_Task_
Hand back, word for word, the lines from the one containing "sky in the photo above." to the end of the records, both included, and leave out pictures.

(Data to examine begins)

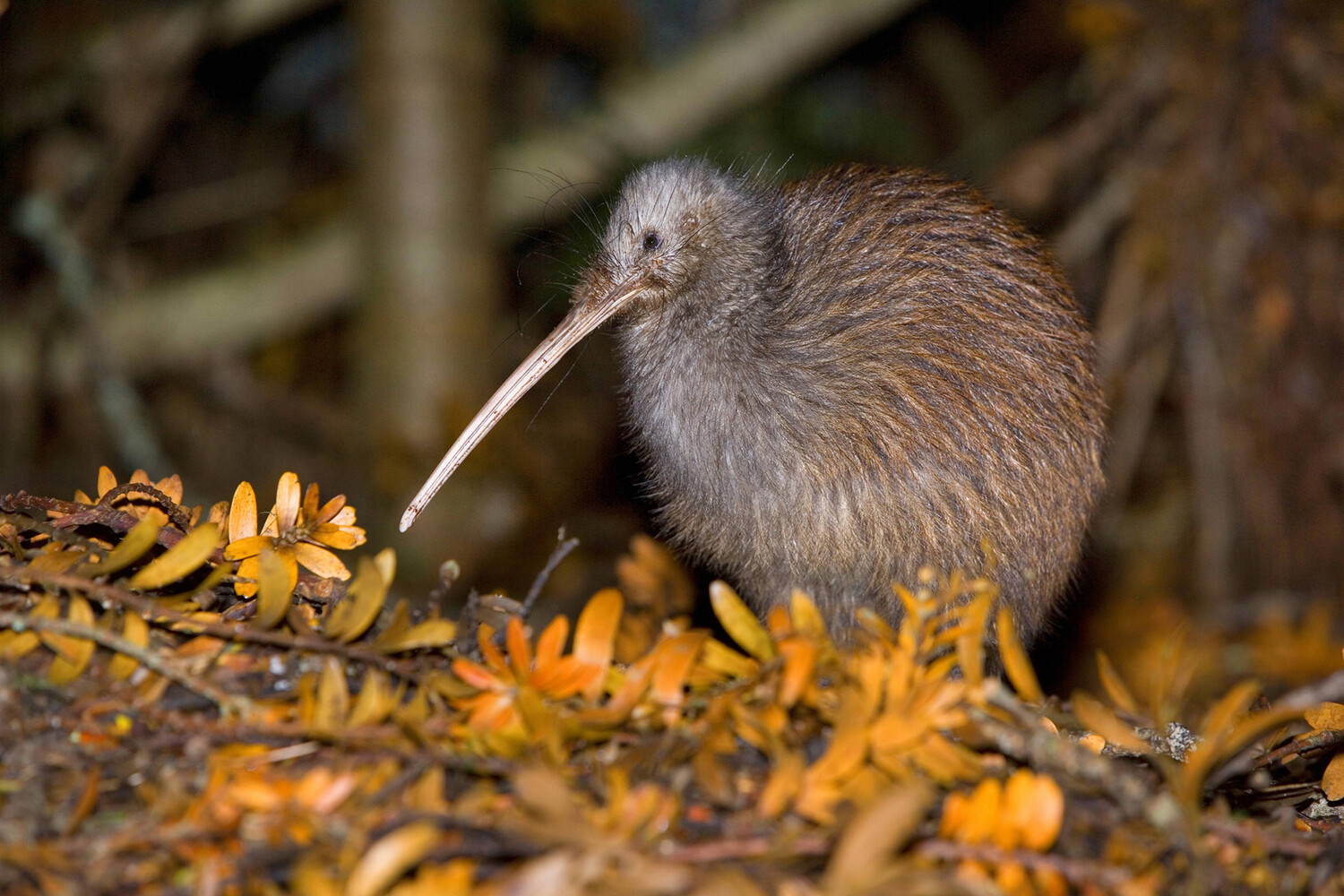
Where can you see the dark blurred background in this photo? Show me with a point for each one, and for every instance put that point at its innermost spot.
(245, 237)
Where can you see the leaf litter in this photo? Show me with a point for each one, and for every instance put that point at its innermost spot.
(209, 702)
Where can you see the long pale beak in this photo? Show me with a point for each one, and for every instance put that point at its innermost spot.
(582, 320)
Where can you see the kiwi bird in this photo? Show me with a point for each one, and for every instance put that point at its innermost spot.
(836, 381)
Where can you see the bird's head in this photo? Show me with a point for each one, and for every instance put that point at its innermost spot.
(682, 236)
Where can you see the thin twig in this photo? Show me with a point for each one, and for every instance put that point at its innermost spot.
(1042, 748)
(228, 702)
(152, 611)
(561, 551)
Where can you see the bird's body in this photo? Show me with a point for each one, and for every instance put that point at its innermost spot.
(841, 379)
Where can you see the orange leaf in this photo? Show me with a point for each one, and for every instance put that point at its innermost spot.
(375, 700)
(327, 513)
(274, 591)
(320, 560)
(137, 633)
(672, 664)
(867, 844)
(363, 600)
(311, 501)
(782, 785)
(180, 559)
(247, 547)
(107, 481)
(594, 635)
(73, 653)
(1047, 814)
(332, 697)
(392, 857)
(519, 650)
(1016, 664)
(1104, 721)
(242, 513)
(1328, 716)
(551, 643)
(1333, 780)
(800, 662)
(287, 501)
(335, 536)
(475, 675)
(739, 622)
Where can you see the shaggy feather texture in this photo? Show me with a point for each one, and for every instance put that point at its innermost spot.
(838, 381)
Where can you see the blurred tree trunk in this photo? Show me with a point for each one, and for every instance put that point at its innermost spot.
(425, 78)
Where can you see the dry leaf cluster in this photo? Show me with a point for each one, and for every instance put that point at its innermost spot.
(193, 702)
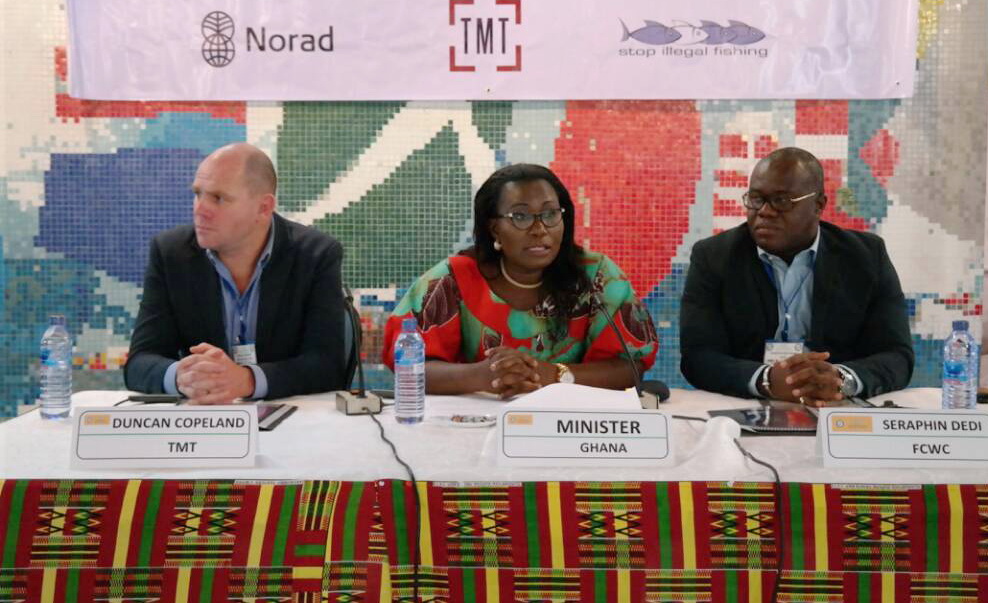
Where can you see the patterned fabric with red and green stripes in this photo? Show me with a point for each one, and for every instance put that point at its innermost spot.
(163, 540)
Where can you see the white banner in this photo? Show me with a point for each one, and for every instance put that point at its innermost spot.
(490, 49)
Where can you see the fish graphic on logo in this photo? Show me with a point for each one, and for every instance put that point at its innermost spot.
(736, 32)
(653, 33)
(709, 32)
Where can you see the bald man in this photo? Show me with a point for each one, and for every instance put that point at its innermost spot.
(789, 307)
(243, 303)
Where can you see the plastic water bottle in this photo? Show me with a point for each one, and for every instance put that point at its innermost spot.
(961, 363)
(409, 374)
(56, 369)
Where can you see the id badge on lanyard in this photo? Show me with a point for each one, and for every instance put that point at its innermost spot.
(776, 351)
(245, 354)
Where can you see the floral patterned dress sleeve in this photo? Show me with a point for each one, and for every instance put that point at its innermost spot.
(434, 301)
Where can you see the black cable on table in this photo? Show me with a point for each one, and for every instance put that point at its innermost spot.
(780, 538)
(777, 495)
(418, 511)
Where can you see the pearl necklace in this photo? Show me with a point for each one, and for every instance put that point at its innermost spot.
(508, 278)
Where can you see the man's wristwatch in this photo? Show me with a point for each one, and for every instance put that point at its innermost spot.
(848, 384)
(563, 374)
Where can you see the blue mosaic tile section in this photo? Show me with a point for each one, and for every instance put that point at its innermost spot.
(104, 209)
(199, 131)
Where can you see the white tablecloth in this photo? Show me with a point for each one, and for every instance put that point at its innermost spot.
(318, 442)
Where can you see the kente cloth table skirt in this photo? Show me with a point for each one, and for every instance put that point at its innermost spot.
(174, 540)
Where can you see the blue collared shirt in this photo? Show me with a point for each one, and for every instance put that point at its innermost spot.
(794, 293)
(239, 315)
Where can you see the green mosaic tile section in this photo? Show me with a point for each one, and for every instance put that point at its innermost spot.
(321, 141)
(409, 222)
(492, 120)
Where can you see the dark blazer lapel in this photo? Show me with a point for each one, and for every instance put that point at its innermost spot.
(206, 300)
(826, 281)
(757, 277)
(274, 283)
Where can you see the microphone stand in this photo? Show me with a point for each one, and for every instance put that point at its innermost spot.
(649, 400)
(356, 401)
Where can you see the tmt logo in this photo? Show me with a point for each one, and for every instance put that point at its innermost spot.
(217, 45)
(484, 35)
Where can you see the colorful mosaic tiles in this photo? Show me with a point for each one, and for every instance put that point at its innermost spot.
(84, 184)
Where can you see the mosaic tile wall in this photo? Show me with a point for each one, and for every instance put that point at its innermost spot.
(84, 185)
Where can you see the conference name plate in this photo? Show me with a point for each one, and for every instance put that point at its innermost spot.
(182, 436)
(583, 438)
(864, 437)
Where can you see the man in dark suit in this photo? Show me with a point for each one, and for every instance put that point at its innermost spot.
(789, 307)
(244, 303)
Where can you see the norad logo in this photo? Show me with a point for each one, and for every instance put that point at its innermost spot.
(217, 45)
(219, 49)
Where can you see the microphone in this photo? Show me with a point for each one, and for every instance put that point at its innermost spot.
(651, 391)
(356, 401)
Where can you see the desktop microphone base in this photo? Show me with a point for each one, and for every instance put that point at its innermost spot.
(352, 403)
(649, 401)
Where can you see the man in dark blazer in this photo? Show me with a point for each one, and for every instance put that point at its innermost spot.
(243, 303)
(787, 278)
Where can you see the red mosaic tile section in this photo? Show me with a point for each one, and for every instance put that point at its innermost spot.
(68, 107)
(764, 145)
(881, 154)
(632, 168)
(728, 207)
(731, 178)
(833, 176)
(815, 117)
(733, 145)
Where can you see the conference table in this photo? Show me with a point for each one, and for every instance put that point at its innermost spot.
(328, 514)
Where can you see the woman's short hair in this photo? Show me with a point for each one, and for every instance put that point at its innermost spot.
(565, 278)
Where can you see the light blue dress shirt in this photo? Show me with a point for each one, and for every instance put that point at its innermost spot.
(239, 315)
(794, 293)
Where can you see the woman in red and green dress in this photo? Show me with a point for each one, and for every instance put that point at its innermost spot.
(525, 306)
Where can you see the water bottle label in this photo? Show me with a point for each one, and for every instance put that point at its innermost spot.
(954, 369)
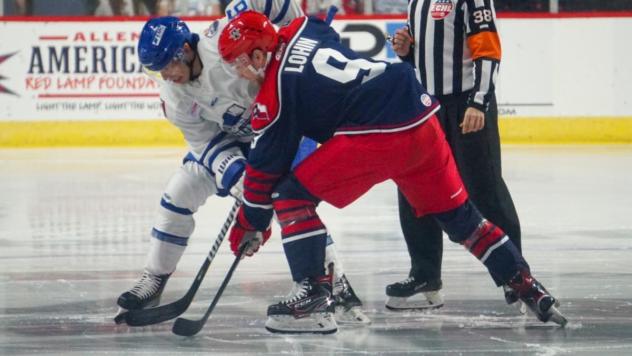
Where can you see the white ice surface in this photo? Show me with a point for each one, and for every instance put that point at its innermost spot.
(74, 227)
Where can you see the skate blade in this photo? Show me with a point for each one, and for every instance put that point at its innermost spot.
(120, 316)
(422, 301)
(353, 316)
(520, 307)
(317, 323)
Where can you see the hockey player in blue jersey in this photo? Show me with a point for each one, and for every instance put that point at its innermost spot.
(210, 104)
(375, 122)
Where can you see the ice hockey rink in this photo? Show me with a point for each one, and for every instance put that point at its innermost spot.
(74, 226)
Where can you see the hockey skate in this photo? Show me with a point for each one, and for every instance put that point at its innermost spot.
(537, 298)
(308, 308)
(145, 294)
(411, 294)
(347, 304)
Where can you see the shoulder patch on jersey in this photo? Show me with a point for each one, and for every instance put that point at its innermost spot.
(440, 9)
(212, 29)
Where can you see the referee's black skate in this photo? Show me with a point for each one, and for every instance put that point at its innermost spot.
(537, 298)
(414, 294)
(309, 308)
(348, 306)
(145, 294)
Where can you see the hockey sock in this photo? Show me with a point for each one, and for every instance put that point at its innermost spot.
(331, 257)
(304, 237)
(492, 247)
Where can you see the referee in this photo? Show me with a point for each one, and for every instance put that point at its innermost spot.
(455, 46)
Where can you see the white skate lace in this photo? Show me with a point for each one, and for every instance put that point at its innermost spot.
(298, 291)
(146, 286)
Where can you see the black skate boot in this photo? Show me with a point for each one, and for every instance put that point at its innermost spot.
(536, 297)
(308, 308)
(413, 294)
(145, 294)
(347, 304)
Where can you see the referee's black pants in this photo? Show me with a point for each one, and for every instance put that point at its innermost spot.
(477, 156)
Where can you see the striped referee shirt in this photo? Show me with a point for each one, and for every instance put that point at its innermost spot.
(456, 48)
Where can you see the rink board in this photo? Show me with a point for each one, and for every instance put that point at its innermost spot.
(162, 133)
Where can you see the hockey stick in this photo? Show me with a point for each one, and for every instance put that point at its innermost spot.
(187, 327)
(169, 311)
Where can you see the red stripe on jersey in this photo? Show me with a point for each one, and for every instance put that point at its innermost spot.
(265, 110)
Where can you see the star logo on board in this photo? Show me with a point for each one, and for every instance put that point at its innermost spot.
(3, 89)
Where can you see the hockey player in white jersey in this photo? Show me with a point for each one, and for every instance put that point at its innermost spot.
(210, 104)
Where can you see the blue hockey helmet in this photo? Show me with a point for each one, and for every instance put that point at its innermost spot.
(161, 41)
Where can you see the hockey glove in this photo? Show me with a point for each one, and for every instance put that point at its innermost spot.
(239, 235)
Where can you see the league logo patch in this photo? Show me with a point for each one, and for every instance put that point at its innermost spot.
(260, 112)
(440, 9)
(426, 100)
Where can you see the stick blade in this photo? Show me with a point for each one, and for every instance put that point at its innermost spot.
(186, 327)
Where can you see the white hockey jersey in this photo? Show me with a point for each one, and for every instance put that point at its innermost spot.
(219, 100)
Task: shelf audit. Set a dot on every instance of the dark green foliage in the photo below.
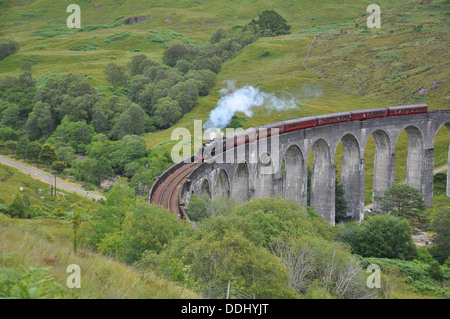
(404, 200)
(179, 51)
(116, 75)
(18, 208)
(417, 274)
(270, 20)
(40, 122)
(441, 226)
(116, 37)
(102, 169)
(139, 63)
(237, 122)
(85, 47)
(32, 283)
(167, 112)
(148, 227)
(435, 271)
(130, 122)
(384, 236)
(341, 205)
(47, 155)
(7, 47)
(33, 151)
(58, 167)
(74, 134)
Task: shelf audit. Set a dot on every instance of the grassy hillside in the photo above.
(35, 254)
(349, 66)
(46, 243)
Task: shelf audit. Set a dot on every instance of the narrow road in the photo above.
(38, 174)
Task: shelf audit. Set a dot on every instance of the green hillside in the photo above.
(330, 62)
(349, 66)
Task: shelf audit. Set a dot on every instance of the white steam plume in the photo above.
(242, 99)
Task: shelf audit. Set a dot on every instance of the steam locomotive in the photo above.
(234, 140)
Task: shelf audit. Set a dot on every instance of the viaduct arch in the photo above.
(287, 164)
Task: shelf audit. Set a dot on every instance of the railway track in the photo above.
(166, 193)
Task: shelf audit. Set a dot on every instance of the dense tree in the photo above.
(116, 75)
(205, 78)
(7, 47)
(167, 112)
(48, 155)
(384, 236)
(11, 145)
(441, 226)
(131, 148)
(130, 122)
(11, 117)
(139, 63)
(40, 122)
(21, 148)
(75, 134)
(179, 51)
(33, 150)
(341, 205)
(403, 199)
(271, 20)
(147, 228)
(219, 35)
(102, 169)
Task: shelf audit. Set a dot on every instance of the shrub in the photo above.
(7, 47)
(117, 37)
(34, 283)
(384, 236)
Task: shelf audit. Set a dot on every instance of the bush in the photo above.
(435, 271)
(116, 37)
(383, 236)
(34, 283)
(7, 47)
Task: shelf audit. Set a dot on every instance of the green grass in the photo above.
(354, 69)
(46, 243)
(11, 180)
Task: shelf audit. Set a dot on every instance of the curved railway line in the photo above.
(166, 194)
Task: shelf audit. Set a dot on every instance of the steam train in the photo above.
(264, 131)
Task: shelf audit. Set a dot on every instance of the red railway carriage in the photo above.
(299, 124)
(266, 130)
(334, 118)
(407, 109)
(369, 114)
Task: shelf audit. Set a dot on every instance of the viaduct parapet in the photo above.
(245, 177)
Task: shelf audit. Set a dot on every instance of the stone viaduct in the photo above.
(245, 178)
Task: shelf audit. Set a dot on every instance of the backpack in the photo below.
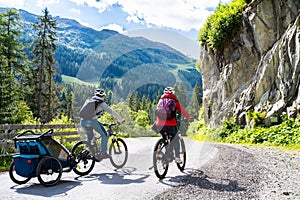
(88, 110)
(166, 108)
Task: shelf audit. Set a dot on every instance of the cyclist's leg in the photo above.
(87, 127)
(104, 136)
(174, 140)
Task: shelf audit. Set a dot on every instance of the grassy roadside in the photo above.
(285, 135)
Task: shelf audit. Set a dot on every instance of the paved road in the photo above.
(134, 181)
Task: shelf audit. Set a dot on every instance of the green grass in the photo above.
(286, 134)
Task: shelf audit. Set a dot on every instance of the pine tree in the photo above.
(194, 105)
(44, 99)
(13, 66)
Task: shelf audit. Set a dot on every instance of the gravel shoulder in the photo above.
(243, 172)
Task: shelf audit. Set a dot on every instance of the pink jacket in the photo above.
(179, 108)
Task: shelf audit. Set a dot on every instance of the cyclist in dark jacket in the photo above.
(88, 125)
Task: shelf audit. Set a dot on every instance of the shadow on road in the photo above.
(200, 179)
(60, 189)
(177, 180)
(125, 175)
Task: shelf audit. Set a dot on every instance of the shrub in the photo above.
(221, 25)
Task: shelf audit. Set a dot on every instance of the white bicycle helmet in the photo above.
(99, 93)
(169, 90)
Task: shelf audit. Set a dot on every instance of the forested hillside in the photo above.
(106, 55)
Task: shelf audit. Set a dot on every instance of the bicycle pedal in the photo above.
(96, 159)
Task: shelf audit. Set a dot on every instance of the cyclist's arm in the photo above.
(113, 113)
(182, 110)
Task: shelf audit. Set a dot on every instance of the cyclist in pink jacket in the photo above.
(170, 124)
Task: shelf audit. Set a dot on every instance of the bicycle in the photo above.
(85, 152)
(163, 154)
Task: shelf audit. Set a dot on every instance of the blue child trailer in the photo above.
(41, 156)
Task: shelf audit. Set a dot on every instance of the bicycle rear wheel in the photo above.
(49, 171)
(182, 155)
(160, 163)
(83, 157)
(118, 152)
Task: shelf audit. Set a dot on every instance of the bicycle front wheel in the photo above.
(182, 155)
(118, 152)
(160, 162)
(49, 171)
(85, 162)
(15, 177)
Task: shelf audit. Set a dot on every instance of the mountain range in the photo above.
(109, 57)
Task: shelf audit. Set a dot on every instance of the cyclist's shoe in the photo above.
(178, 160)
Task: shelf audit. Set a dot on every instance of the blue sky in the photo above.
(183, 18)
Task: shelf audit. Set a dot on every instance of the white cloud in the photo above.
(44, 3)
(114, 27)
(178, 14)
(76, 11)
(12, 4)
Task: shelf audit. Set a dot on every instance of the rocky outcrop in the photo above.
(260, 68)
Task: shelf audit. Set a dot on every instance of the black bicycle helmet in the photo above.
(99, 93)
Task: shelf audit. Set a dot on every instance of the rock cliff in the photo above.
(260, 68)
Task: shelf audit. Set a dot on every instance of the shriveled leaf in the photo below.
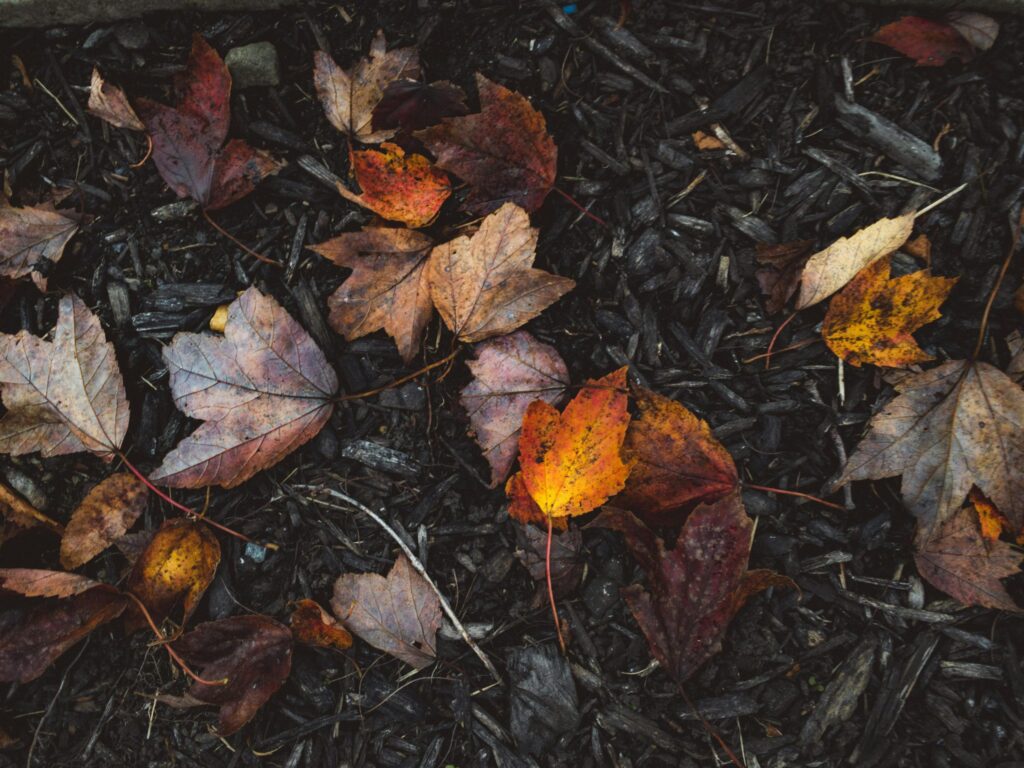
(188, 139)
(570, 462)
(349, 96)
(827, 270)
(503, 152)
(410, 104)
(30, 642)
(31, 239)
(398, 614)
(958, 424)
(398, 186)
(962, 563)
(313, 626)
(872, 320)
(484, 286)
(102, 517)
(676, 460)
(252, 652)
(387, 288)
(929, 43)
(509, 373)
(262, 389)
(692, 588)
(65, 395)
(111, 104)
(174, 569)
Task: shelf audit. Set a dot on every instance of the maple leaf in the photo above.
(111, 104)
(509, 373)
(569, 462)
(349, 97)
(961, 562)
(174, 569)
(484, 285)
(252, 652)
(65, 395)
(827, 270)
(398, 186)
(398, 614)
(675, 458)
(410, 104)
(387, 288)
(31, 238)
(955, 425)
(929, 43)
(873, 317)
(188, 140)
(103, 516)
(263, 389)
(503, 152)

(Data to examine ends)

_Solution to the exercise_
Task: shelf audit. Set a dot on every instance of the blue sky in the photo above.
(183, 18)
Task: shelf audit. Set a dot on every instance of the white cloud in the photo above.
(44, 3)
(114, 27)
(178, 14)
(76, 11)
(12, 4)
Task: shelf audit. Set a dot on every instance of the rocky outcrop in the photo above.
(260, 68)
Task: shelf audit. Set a dot on every instance of the black bicycle helmet in the photo above.
(99, 93)
Task: shelf audit. Set a dot on every instance of the rock cliff in the photo above.
(260, 68)
Task: shelf audit. Set a dot on every instance of the shriveled leaf in the photo below.
(188, 139)
(570, 462)
(349, 96)
(827, 270)
(503, 152)
(410, 104)
(30, 642)
(31, 239)
(398, 614)
(958, 424)
(398, 186)
(962, 563)
(313, 626)
(872, 320)
(484, 286)
(102, 517)
(676, 460)
(252, 652)
(387, 288)
(929, 43)
(509, 373)
(262, 389)
(692, 588)
(65, 395)
(111, 104)
(174, 569)
Task: shelf audit. Set a dot on every instance of the maple leaf in the photo above.
(111, 104)
(509, 373)
(569, 462)
(349, 97)
(961, 562)
(174, 569)
(484, 285)
(252, 652)
(65, 395)
(827, 270)
(398, 186)
(398, 614)
(675, 458)
(410, 104)
(387, 288)
(31, 238)
(955, 425)
(929, 43)
(873, 317)
(188, 140)
(103, 516)
(263, 389)
(503, 152)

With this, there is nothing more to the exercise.